--- Material for the task Enclosed Below ---
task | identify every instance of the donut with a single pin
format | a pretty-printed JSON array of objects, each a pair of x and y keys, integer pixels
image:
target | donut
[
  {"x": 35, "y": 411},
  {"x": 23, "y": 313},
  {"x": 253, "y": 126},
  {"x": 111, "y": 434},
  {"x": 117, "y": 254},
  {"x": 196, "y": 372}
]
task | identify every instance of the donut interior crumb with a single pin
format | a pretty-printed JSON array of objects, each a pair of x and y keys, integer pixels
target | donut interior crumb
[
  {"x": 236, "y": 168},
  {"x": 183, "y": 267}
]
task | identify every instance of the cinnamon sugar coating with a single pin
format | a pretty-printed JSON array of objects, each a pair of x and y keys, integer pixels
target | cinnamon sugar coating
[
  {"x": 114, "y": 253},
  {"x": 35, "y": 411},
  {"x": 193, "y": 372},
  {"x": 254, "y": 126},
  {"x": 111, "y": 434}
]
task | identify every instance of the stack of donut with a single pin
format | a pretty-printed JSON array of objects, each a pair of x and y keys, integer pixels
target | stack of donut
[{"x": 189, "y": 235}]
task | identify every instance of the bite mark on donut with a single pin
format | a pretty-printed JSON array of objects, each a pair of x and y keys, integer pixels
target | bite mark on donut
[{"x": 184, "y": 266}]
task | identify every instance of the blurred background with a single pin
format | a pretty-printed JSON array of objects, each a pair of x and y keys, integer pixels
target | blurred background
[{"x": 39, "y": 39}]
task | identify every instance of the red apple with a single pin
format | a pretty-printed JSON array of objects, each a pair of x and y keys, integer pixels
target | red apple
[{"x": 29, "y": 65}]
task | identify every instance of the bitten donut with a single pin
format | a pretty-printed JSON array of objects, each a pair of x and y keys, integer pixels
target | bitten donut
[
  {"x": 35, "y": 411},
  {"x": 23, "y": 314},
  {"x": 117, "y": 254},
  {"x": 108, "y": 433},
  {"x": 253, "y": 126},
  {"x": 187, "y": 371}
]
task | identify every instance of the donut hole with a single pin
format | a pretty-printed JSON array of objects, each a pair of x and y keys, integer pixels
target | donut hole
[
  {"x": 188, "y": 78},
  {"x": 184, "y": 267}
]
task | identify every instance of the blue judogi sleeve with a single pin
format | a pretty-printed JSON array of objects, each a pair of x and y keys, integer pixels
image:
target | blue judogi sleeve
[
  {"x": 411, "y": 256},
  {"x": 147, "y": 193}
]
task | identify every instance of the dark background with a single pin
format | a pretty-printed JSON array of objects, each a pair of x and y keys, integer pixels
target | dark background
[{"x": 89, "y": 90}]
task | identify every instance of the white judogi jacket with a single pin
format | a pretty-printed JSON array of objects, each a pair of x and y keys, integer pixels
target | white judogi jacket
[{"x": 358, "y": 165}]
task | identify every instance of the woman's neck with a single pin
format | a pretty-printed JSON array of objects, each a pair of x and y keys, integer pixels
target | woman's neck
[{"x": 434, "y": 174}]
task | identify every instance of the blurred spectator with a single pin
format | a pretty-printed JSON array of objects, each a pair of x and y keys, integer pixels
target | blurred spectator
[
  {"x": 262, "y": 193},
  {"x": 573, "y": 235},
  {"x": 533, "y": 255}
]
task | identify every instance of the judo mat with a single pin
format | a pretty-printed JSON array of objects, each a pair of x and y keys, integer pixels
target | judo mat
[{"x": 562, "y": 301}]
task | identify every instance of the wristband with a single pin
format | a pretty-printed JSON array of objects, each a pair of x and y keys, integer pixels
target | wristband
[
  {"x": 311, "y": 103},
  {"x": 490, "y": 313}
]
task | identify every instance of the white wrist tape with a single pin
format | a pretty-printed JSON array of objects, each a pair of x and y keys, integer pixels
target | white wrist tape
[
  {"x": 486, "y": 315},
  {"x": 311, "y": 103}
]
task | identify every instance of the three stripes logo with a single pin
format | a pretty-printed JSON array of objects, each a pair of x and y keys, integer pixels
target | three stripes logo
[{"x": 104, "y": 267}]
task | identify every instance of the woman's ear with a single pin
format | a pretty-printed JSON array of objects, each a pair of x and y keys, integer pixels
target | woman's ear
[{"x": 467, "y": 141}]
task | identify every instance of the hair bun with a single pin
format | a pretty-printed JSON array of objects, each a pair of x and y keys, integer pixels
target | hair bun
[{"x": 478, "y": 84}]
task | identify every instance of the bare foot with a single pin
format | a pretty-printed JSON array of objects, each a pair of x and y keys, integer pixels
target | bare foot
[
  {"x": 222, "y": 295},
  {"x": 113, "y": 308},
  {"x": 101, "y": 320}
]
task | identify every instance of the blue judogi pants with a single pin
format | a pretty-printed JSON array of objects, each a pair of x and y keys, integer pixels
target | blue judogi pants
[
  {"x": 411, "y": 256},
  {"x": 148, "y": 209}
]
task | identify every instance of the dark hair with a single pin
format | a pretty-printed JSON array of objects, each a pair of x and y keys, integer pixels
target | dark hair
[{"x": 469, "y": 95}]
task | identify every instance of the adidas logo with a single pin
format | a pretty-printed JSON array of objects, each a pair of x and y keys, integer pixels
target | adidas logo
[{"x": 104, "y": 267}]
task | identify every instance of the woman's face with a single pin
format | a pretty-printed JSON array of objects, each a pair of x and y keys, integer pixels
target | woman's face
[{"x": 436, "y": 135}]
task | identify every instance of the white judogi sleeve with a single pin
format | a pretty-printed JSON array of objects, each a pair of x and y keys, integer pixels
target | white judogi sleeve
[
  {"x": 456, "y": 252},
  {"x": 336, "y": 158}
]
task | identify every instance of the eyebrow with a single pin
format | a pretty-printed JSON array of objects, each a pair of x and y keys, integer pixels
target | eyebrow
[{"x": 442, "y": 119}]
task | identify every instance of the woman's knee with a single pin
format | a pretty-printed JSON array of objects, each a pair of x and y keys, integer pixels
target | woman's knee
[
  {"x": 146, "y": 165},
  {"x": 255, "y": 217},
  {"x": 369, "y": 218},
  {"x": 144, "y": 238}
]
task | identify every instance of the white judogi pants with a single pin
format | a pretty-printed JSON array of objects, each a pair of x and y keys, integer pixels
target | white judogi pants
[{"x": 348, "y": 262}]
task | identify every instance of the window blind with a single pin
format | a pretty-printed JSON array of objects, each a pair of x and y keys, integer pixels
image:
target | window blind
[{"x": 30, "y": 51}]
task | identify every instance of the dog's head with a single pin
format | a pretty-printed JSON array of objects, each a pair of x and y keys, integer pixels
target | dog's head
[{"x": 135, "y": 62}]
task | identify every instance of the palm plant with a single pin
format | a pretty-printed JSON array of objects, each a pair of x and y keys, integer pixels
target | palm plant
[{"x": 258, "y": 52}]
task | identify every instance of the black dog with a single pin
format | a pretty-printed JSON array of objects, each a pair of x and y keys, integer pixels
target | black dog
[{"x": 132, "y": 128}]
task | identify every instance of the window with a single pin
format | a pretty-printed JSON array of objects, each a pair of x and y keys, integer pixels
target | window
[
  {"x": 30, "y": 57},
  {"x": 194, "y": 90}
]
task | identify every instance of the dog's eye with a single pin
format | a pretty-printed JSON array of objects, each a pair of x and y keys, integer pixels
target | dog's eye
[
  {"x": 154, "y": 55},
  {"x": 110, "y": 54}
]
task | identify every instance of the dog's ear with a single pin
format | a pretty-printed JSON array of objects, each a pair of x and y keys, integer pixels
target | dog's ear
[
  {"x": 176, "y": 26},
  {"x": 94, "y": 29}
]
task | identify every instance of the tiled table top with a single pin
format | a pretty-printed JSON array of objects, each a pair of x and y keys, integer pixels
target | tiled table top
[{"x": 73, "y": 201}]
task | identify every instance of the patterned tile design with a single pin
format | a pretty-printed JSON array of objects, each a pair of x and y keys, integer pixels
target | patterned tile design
--- End of Enclosed Material for the task ---
#### What needs to be done:
The answer should be nothing more than the lines from the one with "target | tiled table top" through the end of the entries, restated word for word.

#### Answer for the task:
target | tiled table top
[{"x": 73, "y": 201}]
task | identify every instance of the patterned tile design with a single pin
format | a pretty-printed JSON array of objects, each a pair of x and y keys, integer pixels
target | patterned tile design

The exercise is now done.